* What the task asks
Restate each of the lines below word for word and drop every picture.

((

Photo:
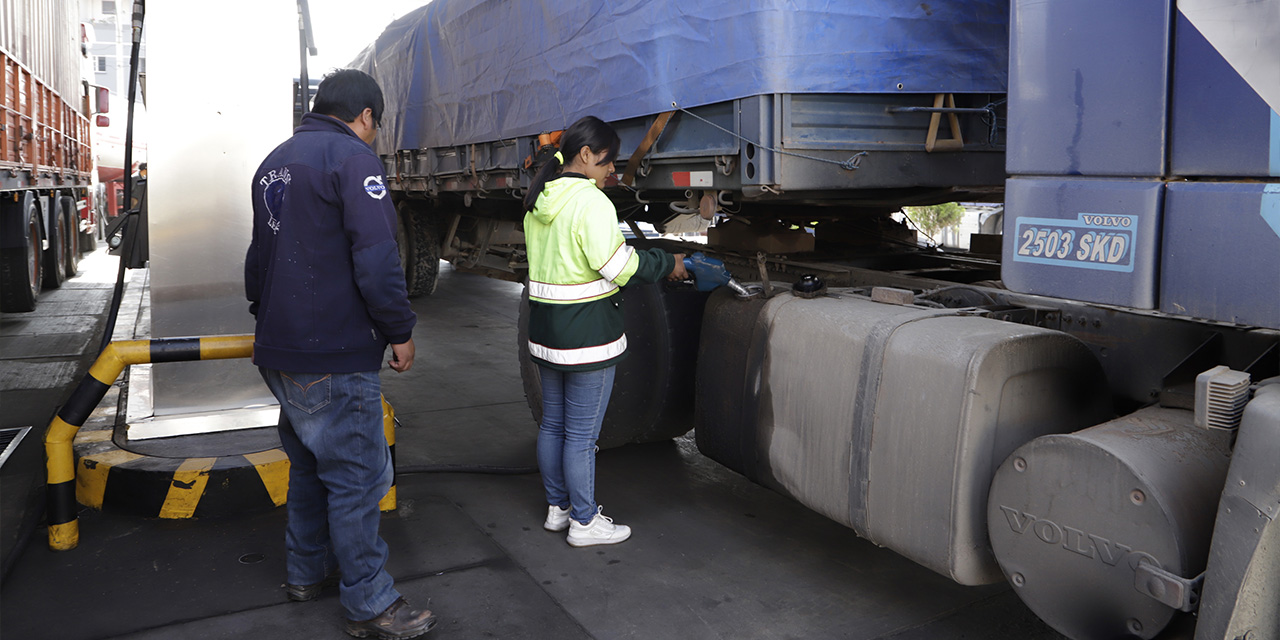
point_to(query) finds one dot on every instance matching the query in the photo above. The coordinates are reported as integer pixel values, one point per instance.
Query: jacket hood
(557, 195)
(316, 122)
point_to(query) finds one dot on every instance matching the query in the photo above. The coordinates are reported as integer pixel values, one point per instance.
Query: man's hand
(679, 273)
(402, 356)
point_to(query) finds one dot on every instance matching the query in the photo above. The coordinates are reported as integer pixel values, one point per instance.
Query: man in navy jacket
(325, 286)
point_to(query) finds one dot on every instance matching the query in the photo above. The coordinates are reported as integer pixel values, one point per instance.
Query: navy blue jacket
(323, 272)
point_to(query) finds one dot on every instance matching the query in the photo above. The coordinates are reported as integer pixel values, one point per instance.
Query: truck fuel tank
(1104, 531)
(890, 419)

))

* Reply to the exercise
Photo:
point_to(query) finds one dot on every instance matching the query in the photo above. The coordinates are reported as integer pixel values, one point per instance.
Query: jacket hood
(557, 195)
(316, 122)
point_to(query) finds one dot on every instance matching the query in the photo above. The coordinates are reported as integer pixel values, one point per instance.
Query: man's hand
(679, 273)
(402, 356)
point_to(query) finds one dot on every instance matching the query in the photo above. The coordinates are reported as integer pixel values, one point per instance.
Query: man in navy jacket
(325, 286)
point_to(query) finds one dot on every instance matching the query in the photo above. The coordinates are reported as integer pixel values, one point per instance.
Query: navy blue jacket
(323, 272)
point_to(query) finds one dot on every instance matching the query in the photo above. The coordinates are reported as integer pixel values, one point per instance.
Query: truck fuel tank
(1104, 531)
(890, 419)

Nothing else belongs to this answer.